ASSIGNED TASK - Reproduce the data below word for word.

[Saved entries]
---

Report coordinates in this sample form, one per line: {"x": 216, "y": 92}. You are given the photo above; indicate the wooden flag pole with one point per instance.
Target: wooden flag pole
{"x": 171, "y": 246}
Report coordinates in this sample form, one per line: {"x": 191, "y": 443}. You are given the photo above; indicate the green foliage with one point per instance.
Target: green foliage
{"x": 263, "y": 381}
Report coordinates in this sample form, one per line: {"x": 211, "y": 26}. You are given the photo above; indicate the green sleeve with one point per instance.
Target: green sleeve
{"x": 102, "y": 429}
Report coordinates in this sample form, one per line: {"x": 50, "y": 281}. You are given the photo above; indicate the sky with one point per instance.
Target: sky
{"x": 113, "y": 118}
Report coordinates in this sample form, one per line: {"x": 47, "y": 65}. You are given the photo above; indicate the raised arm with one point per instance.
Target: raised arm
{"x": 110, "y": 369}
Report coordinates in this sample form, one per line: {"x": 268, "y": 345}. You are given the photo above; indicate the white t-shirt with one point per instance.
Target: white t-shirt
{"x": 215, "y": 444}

---

EXERCISE RESULT -
Report coordinates in this sample form, one per line: {"x": 216, "y": 92}. You are given the photo above; indicate the wooden flag pole with one point per instance.
Target: wooden flag pole
{"x": 171, "y": 246}
Report coordinates in this sample form, one per line: {"x": 191, "y": 443}. You are given the photo above; indicate the green foliage with one point per instance.
Target: green foliage
{"x": 263, "y": 381}
Report coordinates in this sample form, one per line: {"x": 211, "y": 26}. You are given the photo above; indicate the green sleeve with one point per instance.
Target: green sleeve
{"x": 102, "y": 429}
Report coordinates in this sample form, one per line: {"x": 50, "y": 281}. You are given the photo above; indicate the sky with one point per instance.
Target: sky
{"x": 113, "y": 118}
Report coordinates in this sample form, one per line: {"x": 47, "y": 65}. You are given the photo above; indicate the raised arm with one point per instance.
Target: raised arm
{"x": 110, "y": 369}
Report coordinates in this sample form, one per line: {"x": 268, "y": 345}. You are given the photo above; indicate the white t-shirt with one point per instance.
Target: white t-shirt
{"x": 215, "y": 444}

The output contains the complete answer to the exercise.